Task description
When "nose" occurs in a line of the material, copy that line.

***

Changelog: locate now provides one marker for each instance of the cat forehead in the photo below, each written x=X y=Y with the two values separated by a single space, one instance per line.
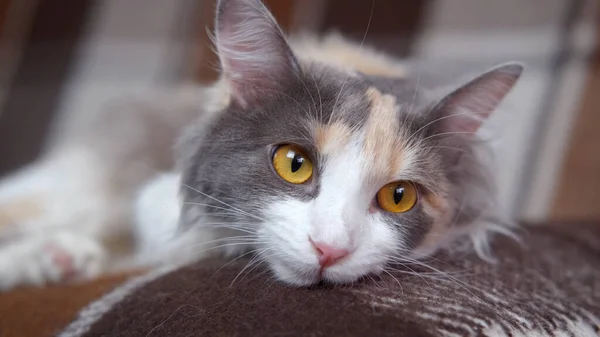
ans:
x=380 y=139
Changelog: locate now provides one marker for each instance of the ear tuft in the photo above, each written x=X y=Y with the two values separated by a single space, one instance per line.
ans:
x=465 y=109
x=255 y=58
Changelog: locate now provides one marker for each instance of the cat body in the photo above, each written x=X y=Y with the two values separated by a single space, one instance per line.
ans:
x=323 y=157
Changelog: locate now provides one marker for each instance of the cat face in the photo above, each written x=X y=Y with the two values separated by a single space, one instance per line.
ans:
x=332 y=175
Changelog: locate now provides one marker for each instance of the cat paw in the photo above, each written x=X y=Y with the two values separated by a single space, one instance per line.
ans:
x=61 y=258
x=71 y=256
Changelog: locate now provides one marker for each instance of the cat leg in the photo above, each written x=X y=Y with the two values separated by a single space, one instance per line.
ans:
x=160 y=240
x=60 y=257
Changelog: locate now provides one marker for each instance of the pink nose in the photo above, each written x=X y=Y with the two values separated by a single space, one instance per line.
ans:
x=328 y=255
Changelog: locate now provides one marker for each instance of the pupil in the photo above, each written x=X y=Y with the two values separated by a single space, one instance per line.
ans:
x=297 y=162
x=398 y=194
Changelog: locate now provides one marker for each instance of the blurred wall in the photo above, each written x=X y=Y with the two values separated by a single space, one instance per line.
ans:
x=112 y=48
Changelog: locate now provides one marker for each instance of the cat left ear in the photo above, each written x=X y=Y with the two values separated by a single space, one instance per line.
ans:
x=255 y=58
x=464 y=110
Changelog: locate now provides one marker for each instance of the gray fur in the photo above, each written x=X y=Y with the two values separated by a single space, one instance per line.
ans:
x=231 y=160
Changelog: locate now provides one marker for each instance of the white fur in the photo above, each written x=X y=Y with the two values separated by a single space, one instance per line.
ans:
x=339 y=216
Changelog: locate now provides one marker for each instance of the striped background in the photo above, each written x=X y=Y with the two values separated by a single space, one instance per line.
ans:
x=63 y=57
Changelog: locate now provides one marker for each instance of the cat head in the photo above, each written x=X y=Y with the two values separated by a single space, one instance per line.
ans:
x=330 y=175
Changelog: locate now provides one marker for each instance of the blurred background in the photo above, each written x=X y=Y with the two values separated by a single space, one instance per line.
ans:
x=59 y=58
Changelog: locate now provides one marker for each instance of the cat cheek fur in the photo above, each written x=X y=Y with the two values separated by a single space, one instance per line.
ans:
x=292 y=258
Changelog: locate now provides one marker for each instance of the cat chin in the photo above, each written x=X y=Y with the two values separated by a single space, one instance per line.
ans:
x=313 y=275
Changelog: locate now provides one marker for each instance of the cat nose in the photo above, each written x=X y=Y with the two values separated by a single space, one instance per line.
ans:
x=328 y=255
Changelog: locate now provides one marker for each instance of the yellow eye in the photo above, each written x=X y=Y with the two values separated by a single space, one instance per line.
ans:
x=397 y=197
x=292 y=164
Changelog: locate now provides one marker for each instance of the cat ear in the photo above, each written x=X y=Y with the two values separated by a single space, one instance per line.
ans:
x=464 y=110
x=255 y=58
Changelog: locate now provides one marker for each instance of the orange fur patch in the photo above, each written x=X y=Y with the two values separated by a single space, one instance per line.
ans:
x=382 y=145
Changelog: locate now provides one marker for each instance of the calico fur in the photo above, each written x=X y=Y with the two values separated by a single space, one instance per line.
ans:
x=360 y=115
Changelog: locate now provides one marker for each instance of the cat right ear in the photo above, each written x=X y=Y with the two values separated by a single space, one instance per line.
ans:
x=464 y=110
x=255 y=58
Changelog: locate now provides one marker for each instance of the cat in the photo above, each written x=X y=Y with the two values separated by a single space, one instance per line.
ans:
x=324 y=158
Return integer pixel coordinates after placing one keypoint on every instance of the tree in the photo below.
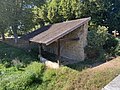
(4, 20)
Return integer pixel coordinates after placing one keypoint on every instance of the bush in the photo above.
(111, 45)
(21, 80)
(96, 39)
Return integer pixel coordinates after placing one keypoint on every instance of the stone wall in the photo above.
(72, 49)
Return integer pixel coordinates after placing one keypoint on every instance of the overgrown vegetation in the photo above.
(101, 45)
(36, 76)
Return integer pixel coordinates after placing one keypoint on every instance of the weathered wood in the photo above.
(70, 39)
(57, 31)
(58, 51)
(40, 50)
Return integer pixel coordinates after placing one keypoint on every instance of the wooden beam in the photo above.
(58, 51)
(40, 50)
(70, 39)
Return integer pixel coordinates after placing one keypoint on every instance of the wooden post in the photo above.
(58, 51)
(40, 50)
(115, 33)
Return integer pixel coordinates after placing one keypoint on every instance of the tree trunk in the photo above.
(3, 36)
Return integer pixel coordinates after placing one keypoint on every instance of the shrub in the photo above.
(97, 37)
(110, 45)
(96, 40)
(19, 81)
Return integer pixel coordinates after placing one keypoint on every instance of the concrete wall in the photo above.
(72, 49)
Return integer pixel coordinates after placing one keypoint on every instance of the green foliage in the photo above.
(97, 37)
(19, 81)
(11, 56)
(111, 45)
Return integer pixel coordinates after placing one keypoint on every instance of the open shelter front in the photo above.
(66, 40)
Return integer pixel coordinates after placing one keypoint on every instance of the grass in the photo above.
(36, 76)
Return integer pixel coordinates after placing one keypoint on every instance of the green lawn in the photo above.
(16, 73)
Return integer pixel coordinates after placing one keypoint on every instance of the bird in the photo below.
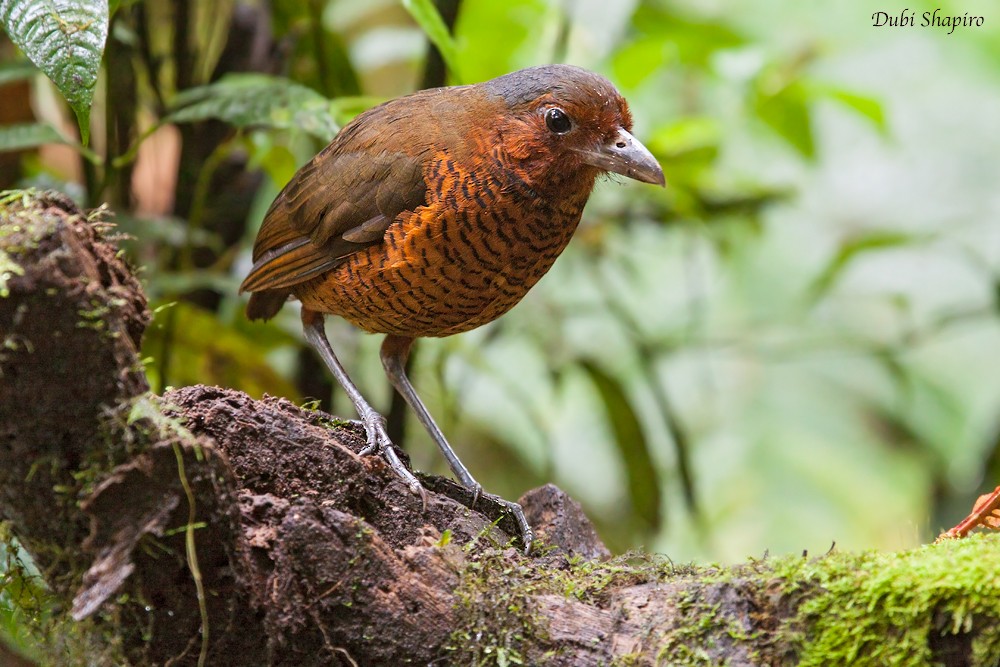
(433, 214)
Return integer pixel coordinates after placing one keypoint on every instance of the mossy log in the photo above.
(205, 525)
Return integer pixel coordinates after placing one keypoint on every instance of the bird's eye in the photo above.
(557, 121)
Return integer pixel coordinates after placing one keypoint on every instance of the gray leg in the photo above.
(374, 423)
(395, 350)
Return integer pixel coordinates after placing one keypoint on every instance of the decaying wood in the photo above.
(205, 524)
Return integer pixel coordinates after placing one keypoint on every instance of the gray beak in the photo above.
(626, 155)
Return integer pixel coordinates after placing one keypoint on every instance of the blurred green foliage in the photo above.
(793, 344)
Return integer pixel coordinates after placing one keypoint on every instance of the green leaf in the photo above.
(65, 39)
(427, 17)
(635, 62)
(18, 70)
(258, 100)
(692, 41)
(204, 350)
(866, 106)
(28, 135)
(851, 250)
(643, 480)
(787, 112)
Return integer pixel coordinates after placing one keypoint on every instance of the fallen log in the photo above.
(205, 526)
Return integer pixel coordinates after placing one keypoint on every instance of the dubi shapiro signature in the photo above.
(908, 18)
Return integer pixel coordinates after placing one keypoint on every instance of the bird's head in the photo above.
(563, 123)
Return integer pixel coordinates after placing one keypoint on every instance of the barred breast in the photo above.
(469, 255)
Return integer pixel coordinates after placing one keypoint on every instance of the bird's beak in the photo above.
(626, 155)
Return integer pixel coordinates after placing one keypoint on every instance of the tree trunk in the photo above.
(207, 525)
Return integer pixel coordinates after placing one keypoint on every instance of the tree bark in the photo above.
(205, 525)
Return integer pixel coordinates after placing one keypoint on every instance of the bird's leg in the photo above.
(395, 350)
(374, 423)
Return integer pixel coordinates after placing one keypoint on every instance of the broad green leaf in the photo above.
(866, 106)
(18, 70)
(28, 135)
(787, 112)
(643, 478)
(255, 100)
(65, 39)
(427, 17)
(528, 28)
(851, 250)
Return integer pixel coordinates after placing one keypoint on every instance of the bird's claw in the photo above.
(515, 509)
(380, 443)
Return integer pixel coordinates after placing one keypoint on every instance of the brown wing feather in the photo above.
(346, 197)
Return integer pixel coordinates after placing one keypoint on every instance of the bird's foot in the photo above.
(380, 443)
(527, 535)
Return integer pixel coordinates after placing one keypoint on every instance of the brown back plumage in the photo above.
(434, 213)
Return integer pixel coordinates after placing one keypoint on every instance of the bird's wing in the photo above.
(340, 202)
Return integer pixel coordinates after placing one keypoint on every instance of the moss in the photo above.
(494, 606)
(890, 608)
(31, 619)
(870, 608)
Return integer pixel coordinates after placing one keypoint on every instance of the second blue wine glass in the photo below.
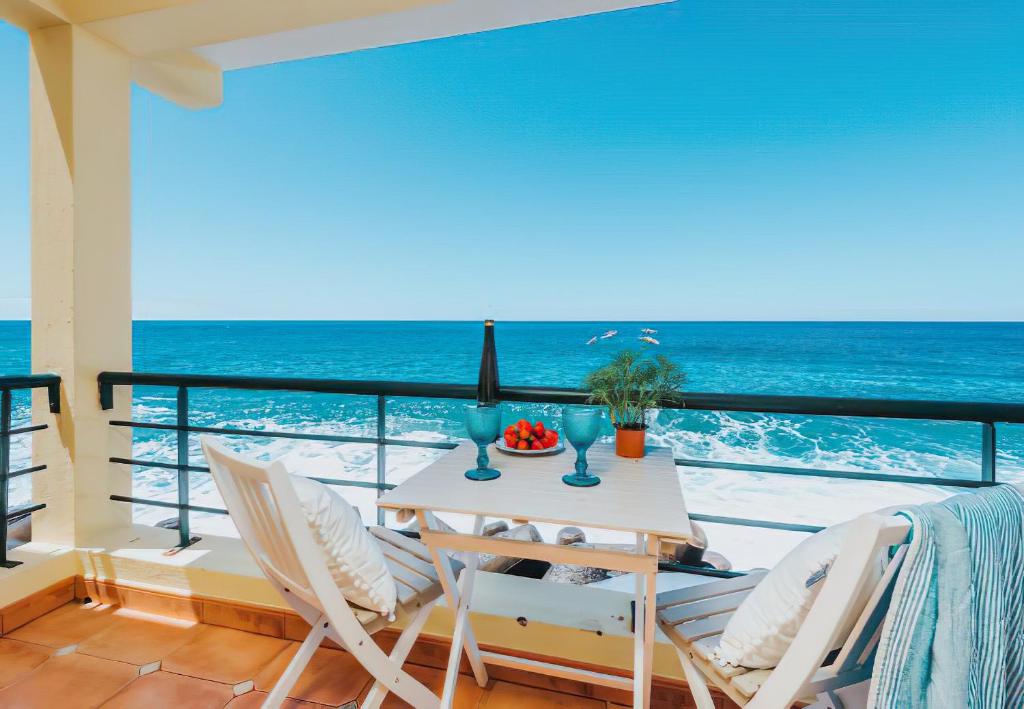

***

Solution to the exercise
Changelog: locate now provides one marker for each instance of the pink nose in the photo above, each written x=X y=Y with the two values separated by a single space, one instance per line.
Changelog: locate now provides one marker for each instance of the cat nose in the photo above, each written x=X y=Y with the two values separated by a single space, one instance per line.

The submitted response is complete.